* Exercise goal *
Copy each entry as written.

+ + + + +

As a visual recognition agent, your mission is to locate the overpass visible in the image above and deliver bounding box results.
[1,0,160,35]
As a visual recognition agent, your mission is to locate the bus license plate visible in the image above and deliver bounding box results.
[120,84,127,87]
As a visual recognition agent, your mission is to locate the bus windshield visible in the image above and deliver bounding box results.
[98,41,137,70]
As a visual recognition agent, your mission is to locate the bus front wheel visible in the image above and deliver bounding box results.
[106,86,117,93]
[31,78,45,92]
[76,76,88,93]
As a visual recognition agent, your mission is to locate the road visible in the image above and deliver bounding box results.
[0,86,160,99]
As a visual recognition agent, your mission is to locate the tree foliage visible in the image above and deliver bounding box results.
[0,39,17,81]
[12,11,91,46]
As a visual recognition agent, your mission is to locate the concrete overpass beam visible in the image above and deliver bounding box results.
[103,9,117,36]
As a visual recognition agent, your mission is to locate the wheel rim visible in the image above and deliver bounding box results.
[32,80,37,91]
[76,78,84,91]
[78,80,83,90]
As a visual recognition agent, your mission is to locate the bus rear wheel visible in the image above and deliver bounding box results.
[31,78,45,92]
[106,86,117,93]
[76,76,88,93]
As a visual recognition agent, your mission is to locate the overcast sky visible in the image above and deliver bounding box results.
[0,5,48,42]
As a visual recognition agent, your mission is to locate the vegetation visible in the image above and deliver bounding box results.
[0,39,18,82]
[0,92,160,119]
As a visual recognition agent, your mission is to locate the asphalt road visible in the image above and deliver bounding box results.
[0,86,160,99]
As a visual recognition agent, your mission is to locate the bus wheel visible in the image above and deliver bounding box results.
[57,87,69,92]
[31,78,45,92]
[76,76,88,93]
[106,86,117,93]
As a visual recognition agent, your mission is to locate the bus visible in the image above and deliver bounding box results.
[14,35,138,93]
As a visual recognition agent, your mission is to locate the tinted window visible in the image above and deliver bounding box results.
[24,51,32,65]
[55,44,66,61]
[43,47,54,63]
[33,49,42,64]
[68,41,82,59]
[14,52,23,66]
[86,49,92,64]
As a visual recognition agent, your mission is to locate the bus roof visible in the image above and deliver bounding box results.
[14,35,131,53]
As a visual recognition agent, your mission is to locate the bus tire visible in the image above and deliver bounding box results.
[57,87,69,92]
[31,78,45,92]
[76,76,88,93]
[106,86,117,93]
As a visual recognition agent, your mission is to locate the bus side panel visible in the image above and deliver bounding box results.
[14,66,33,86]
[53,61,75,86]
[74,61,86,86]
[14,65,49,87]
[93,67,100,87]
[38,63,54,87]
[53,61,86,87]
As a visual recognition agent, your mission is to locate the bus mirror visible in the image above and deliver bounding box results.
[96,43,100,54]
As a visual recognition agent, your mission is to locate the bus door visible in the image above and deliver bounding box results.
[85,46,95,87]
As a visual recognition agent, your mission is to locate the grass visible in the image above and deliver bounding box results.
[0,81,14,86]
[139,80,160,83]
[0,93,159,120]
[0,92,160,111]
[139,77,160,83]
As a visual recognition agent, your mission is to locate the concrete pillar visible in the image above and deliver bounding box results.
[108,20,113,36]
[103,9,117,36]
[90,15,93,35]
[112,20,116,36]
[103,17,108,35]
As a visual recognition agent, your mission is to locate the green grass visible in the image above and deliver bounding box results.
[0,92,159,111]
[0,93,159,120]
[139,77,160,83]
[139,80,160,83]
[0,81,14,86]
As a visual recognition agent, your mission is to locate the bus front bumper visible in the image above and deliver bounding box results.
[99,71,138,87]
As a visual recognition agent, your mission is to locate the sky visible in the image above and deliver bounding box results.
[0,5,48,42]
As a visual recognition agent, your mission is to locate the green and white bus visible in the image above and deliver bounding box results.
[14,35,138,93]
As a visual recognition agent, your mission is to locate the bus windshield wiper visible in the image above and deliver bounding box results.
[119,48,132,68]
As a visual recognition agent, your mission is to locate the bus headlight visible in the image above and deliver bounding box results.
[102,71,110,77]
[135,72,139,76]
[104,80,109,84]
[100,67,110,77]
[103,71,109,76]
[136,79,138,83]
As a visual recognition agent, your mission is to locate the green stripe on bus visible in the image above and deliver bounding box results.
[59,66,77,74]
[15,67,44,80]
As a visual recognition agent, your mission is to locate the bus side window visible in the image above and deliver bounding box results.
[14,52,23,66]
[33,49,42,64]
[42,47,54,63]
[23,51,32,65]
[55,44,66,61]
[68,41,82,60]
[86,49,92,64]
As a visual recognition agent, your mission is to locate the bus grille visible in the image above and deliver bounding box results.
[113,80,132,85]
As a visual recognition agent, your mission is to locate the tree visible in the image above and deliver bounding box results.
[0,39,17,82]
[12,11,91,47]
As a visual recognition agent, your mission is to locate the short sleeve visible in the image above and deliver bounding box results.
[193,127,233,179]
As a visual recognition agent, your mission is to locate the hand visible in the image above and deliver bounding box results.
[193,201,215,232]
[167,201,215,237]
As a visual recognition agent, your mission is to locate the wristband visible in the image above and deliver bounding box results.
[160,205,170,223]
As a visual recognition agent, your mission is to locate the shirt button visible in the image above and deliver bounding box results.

+ + + + +

* The answer *
As a visual recognition agent, your mission is to locate the overpass visible in the image above and deliver bounding box results.
[1,0,160,35]
As a visual recognition agent, your mission is to locate the bus license plate visible in the image above and deliver bounding box results.
[120,84,127,87]
As a visual recognition agent, your mission is to locate the bus windshield visible in the image above and deliver bounding box results.
[98,41,137,70]
As a visual recognition agent, your mission is to locate the bus front wheel visible in the image above and deliver bounding box results.
[106,86,117,93]
[31,78,45,92]
[76,76,88,93]
As a visual recognition agent, your mission is to locate the road visible in the image above and deliver bounding box results.
[0,86,160,99]
As a visual recognition agent, your mission is to locate the tree foliage visible in the image above and deliver bounding box results.
[0,39,17,81]
[12,11,91,46]
As a visual recognition agent, your mission is to locate the concrete overpass beam visible in the image above and deliver bounding box results.
[103,9,117,36]
As a visual recognition agent, your mission is to locate the wheel rim visible in the image above and deliver bounding box results.
[32,80,37,91]
[76,78,84,91]
[78,80,83,90]
As a visual recognition agent, your mission is to locate the bus rear wheel visible in the image above and deliver bounding box results.
[31,78,45,92]
[106,86,117,93]
[76,76,88,93]
As a visual recognition agent, your mission is to locate the overcast sky visible in the image above and deliver bounding box results.
[0,5,48,42]
As a visual recognition agent, your mission is to locate the vegetation visible in the image above and deliver bounding box results.
[0,39,18,82]
[0,92,160,119]
As a visual recognition agent, your mission is to locate the asphalt road visible in the image above and deliver bounding box results.
[0,86,160,99]
As a visual recognition agent, your mission is to locate the bus wheel visible in the image above and deliver bounding box results.
[57,87,69,92]
[31,78,45,92]
[76,76,88,93]
[106,86,117,93]
As a visual recognition agent, your mission is to locate the bus visible in the image above and deliver bounding box results.
[14,35,138,93]
As a visual recognition agent, your mission is to locate the tinted window visible in the image above and deliver bounding box results.
[24,51,32,65]
[55,44,66,61]
[43,47,54,63]
[33,49,42,64]
[68,41,82,59]
[14,52,23,66]
[86,49,92,64]
As a visual recognition agent, your mission is to locate the bus roof visible in the image above and deliver bounding box results.
[14,35,131,53]
As a visual recognition agent, your mission is to locate the bus tire visible in the image above and deliver bounding box results.
[57,87,69,92]
[31,78,45,92]
[76,76,88,93]
[106,86,117,93]
As a visual recognition agent, your mission is to locate the bus side panel visible in the image above and deliver bounding box results.
[14,66,33,86]
[53,61,75,86]
[74,61,86,86]
[14,65,49,87]
[93,67,100,87]
[38,63,54,87]
[53,61,86,87]
As a visual recognition agent, your mission is to locate the bus mirror visible in the image above and deliver bounding box results.
[96,43,100,54]
As a visual recognition agent, your mission is to locate the bus door visible in the image above and deliver bounding box results.
[85,46,95,87]
As a visual recognition agent, your mission is to locate the grass visible in the image above and deliver bounding box results.
[0,81,14,86]
[139,80,160,83]
[0,93,159,120]
[0,92,160,111]
[139,77,160,83]
As a visual recognition agent, your mission is to locate the concrete pillar visible in the image above and deliver bounding box results.
[108,20,113,36]
[103,9,117,36]
[90,15,93,35]
[112,20,116,36]
[103,17,108,35]
As a visual recognition agent, your mission is to locate the green grass visible in the image above and deliver bounding box results.
[0,92,159,111]
[0,93,159,120]
[139,77,160,83]
[139,80,160,83]
[0,81,14,86]
As a visual recognition agent, your mission is to locate the bus front bumper visible in the image above and deliver bounding box results.
[99,71,138,87]
As a visual recognition agent, your mission is to locate the sky visible in the image above and deliver bounding box results.
[0,5,48,42]
As a visual recognition agent, your mission is to locate the green and white bus visible in the image above and deliver bounding box results.
[14,35,138,93]
As a visual recognition agent, your mission is to locate the bus windshield wiper visible in the image above and deliver bounding box results.
[119,48,132,68]
As a visual recognition agent, your mission is to locate the bus headlight visible in the image above and deliver bounding box results.
[102,71,110,77]
[135,72,139,76]
[104,80,109,84]
[100,67,110,77]
[103,71,109,76]
[136,79,138,83]
As a visual recognition agent, your mission is to locate the green stripe on bus visible in the image above and deliver bounding box results.
[59,66,77,74]
[15,67,44,80]
As a visual recognition agent, your mission is to locate the bus side window visible in the image above and deliver bounding box results.
[14,52,23,66]
[33,49,42,64]
[42,47,54,63]
[23,51,32,65]
[55,44,66,61]
[68,41,82,60]
[86,49,92,64]
As a visual recognition agent, your mission is to locate the bus grille visible in the image above and deliver bounding box results.
[113,80,132,85]
As a visual recognition agent, your mission is to locate the tree visible in the image above and deliver bounding box results.
[0,39,17,82]
[12,11,91,47]
As a visual recognition agent, your mission is to locate the short sleeve visible in the image above and deliver bounding box results.
[193,127,233,179]
As a visual recognition agent, your mission is to locate the hand visible in the image above and deliver bounding box results.
[193,201,215,232]
[167,201,215,237]
As a visual recognition agent, your mission is to locate the wristband visible in the image above and deliver bounding box results.
[160,205,170,223]
As a visual recognition agent, your mission is to locate the shirt button visible in the image above and deliver bounding box results.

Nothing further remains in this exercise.